◆ 抜粋
● ● ● ● ● ● ●

家電レビュー
象印のホーロー調理鍋は手作りと自動のいいとこ取り! 直火で焼き目つけられる
2025年4月18日 09:05
象印マホービンから、新しく「ホーロー電気調理なべ EL-NS23」(直販価格65,780円)が発売されました。特徴は、内鍋にホーロー鍋を採用し、直火での調理が可能なこと。特に、食材を炒めて香ばしさやうまみを引き出せる「焼き煮込み」コースを搭載している点が魅力です。さらに、アプリと連携することでレシピ検索が便利になり、日々の食事作りをサポートしてくれます。
試作機をお借りして実際に使ったところ、「自動の手軽さ」と「直火の美味しさ」を両立できる鍋だと感じました。詳しい感想をレポートします。
脂質を抑えたレシピなど、アプリ検索が便利
EL-NS23は、じっくり煮込みが得意な電気調理鍋です。かき混ぜ機能や圧力機能はありませんが、単なる煮込み鍋ではなく、直火で炒めてから煮込む「焼き煮込み」や、蒸し料理、炊飯、低温調理、ジッパー付き食品保存袋を使った「パック調理」など、多彩な調理に対応しています。

● ● ● ● ● ● ●

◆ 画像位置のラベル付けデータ
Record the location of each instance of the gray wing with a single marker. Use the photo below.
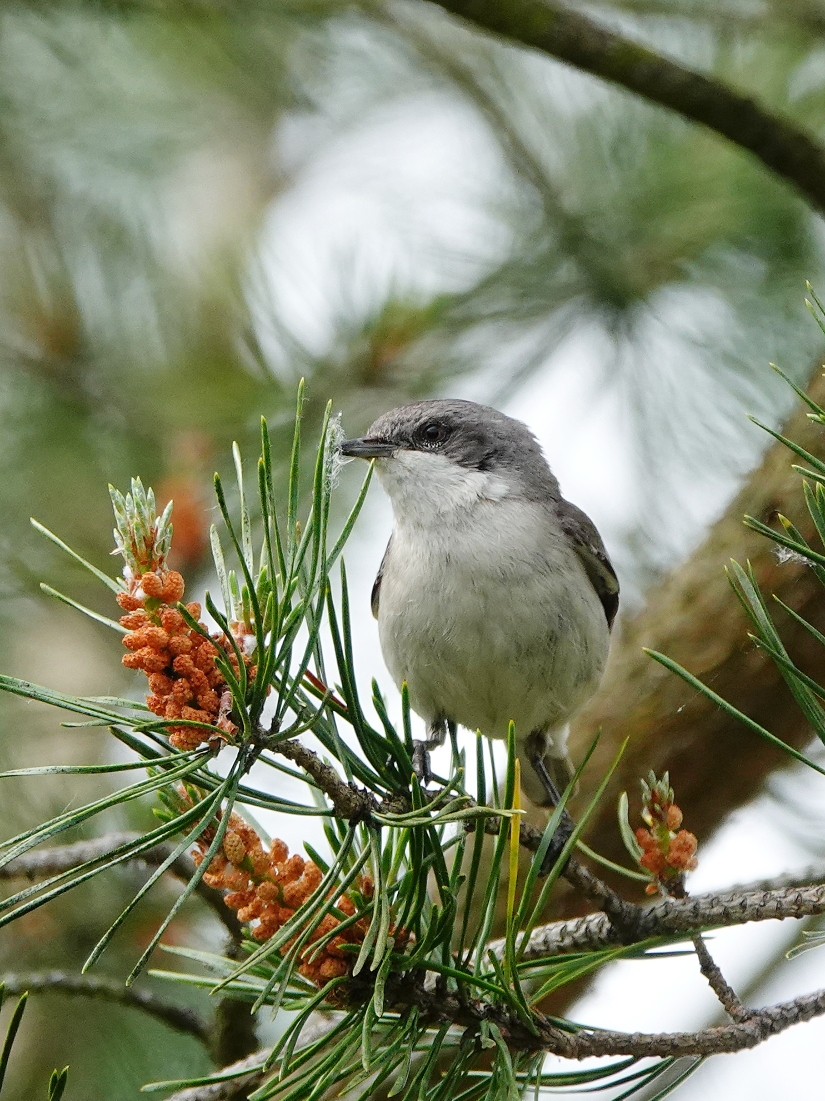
(587, 544)
(375, 598)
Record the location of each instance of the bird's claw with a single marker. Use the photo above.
(421, 763)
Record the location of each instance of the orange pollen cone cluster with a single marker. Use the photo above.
(267, 886)
(668, 851)
(184, 682)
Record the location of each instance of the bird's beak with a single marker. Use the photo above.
(367, 448)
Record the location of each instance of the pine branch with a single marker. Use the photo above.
(677, 916)
(576, 40)
(718, 983)
(110, 990)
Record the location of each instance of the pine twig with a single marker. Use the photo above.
(679, 916)
(571, 36)
(178, 1017)
(724, 991)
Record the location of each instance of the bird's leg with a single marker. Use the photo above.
(421, 750)
(536, 754)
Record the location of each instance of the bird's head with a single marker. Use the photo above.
(441, 455)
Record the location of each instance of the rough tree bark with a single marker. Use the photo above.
(716, 764)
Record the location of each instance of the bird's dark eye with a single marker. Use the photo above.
(434, 433)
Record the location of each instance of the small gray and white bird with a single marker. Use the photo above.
(496, 597)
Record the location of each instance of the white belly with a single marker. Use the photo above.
(502, 625)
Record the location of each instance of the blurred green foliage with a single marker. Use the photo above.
(143, 153)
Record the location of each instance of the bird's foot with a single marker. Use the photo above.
(421, 763)
(421, 750)
(561, 837)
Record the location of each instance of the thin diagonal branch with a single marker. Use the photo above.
(63, 858)
(570, 36)
(675, 917)
(728, 998)
(62, 982)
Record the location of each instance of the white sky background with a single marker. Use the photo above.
(401, 200)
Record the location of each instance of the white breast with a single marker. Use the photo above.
(485, 608)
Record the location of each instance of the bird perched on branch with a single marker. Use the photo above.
(496, 597)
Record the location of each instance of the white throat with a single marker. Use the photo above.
(425, 487)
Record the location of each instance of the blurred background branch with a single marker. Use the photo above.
(199, 206)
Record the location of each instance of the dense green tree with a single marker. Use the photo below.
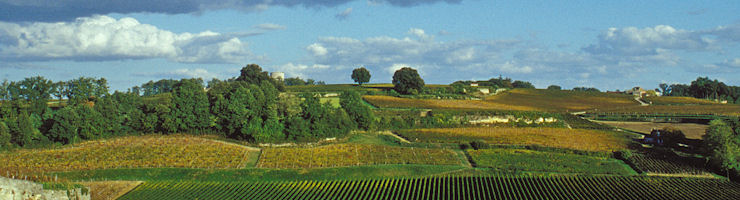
(5, 136)
(129, 106)
(522, 84)
(190, 106)
(111, 116)
(294, 81)
(361, 75)
(554, 87)
(66, 126)
(501, 82)
(83, 89)
(360, 113)
(721, 145)
(586, 89)
(407, 81)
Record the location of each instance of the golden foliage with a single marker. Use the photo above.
(561, 100)
(395, 102)
(578, 139)
(129, 152)
(338, 155)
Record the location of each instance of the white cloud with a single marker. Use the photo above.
(419, 33)
(105, 38)
(316, 49)
(299, 70)
(632, 41)
(181, 73)
(270, 26)
(344, 14)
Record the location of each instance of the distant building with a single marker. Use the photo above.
(277, 76)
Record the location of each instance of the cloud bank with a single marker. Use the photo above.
(105, 38)
(66, 10)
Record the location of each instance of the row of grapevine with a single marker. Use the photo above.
(338, 155)
(503, 187)
(652, 163)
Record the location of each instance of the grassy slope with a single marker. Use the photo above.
(529, 160)
(578, 139)
(395, 102)
(132, 151)
(562, 100)
(259, 174)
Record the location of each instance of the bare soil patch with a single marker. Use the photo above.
(691, 130)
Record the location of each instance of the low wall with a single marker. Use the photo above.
(12, 189)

● ● ● ● ● ● ●

◆ 課題
#1 象印の調理鍋の記事で、EL-NS23が対応する多彩な調理として「など」の前に挙げられているものをすべて書き出してください。
#2 象印の調理鍋の記事から、「脂質を抑えたレシピなど、アプリ検索が便利」で始まり「多彩な調理に対応しています。」で終わる箇所を一字一句変えずに書き出す。
上の資料は記事とは別個のものです。

◆ 解答
#1 「焼き煮込み」、蒸し料理、炊飯、低温調理、「パック調理」

#2
脂質を抑えたレシピなど、アプリ検索が便利
EL-NS23は、じっくり煮込みが得意な電気調理鍋です。かき混ぜ機能や圧力機能はありませんが、単なる煮込み鍋ではなく、直火で炒めてから煮込む「焼き煮込み」や、蒸し料理、炊飯、低温調理、ジッパー付き食品保存袋を使った「パック調理」など、多彩な調理に対応しています。